▶ [Stated problem]: Take the line that contains "Return one point per instance of the bajio" and each line after it in the material below, and transcribe them exactly, stopping at the end.

▶ [Records supplied]:
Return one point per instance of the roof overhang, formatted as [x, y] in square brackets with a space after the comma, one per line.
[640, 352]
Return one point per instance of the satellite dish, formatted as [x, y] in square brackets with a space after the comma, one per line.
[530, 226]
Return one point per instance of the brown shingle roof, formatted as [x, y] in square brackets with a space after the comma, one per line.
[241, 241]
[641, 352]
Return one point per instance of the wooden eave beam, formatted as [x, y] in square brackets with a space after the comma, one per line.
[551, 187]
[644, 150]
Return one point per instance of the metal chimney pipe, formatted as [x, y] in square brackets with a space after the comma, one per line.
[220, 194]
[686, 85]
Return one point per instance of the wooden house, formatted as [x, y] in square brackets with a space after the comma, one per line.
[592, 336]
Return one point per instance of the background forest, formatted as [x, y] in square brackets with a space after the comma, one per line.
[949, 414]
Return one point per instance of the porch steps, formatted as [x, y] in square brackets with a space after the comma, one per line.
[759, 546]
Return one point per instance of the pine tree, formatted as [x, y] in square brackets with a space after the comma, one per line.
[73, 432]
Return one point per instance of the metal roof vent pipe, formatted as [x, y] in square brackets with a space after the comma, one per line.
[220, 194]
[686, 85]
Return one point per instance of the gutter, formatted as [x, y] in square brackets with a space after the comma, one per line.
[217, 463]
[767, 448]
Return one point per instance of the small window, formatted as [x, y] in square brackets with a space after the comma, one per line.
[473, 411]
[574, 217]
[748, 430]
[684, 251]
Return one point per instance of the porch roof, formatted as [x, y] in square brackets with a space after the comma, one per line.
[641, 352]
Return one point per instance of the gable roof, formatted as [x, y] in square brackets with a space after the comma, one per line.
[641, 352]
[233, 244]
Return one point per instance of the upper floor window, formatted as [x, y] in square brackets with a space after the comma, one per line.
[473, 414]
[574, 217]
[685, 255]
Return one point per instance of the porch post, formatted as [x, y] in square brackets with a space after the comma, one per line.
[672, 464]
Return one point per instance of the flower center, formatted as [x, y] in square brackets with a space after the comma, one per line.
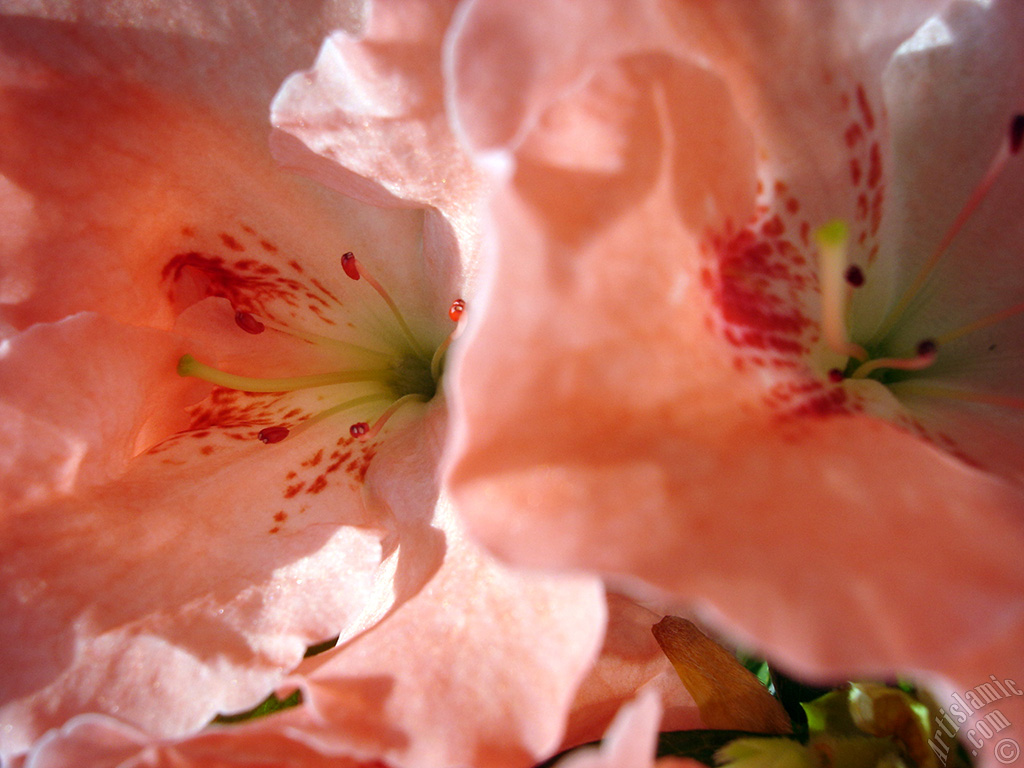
[873, 357]
[390, 379]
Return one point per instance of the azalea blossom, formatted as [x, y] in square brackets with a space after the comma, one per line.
[223, 386]
[755, 321]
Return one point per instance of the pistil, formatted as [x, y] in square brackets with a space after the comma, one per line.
[396, 377]
[355, 270]
[837, 283]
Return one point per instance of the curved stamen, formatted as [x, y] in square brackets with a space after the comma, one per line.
[188, 366]
[354, 269]
[927, 352]
[1010, 147]
[455, 312]
[980, 324]
[833, 274]
[363, 431]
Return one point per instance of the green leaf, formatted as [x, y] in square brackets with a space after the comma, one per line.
[268, 706]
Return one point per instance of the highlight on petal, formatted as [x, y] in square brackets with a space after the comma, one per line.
[629, 742]
[479, 668]
[369, 120]
[133, 133]
[104, 742]
[670, 408]
[162, 564]
[57, 385]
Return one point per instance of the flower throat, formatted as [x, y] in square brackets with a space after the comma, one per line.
[395, 378]
[839, 282]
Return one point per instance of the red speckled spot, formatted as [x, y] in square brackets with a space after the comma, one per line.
[875, 167]
[865, 108]
[230, 242]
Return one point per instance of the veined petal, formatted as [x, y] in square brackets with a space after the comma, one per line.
[97, 625]
[128, 141]
[369, 120]
[101, 741]
[56, 383]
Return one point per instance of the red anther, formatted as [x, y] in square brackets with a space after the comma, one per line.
[272, 434]
[1016, 133]
[249, 324]
[350, 265]
[456, 310]
[854, 275]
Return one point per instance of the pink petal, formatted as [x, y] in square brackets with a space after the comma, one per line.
[103, 742]
[630, 741]
[631, 437]
[631, 663]
[130, 137]
[58, 384]
[479, 668]
[369, 120]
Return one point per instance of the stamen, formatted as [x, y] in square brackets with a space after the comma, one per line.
[278, 433]
[854, 275]
[354, 269]
[455, 312]
[927, 352]
[364, 431]
[247, 323]
[1010, 147]
[188, 366]
[978, 325]
[833, 239]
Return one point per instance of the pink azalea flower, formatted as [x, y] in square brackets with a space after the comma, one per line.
[159, 562]
[681, 400]
[103, 742]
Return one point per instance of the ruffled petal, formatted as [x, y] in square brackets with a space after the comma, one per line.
[478, 669]
[57, 386]
[656, 415]
[631, 663]
[137, 136]
[369, 120]
[104, 742]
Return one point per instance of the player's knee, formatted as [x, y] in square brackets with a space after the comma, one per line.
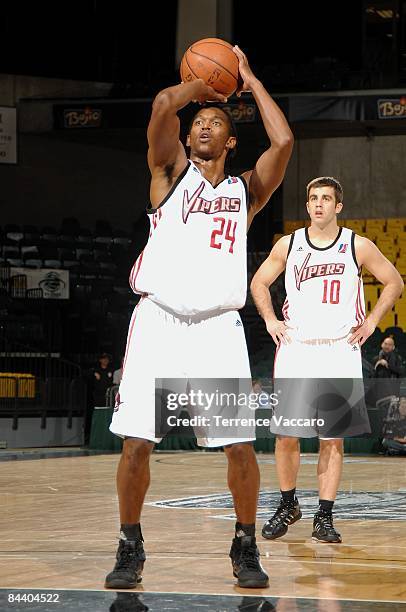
[287, 443]
[334, 446]
[136, 451]
[240, 453]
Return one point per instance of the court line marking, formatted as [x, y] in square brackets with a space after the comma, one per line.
[395, 601]
[320, 561]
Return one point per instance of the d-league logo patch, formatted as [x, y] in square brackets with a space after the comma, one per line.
[117, 403]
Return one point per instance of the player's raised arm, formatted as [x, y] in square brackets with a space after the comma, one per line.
[165, 149]
[271, 166]
[267, 274]
[370, 256]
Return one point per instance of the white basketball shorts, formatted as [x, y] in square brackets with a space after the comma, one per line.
[326, 397]
[162, 344]
[318, 359]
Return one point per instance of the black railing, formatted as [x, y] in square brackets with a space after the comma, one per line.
[34, 383]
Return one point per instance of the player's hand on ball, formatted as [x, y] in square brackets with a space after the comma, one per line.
[278, 330]
[205, 93]
[361, 333]
[246, 75]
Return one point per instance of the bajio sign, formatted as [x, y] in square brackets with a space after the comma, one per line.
[392, 108]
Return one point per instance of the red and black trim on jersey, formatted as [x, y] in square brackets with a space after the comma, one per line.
[150, 210]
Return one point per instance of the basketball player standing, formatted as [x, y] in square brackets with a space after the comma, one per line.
[323, 328]
[192, 276]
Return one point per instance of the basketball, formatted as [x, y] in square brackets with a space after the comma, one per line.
[214, 61]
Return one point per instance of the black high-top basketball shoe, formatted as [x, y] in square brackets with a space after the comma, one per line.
[127, 572]
[323, 528]
[247, 568]
[128, 602]
[286, 514]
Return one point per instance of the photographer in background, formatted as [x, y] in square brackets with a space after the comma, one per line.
[388, 363]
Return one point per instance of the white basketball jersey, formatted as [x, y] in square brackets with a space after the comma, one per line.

▶ [Worked solution]:
Return one point per instance of the bajio sign, formatted as [x, y] in square brackets with a space after the comma, one per line.
[392, 108]
Return one point per instance of the red and black trim on jersey, formatted as [x, y] in square brackets with a space after the comma, one per line.
[150, 210]
Return one point per instance of the basketball player standing, formatted as [x, y] in square brackets with a space after the comma, one per line.
[323, 328]
[192, 276]
Return one point per instance of the basketball, formatted as [x, y] in square brackets with a space after the comma, one per line.
[214, 61]
Return one point per instance of the black high-top basketball shoe, formatted as [x, y] in square brackets with a space after the comma, one per line.
[127, 572]
[323, 528]
[247, 568]
[128, 602]
[286, 514]
Return one point per instance of the photographer in background, formatted as [x, y] in square brackets with a space after the comma, one per line.
[388, 363]
Return one point per instance of the white basketball jersey, formatted as [x, y] in square brackets with a space after the comma, one per line.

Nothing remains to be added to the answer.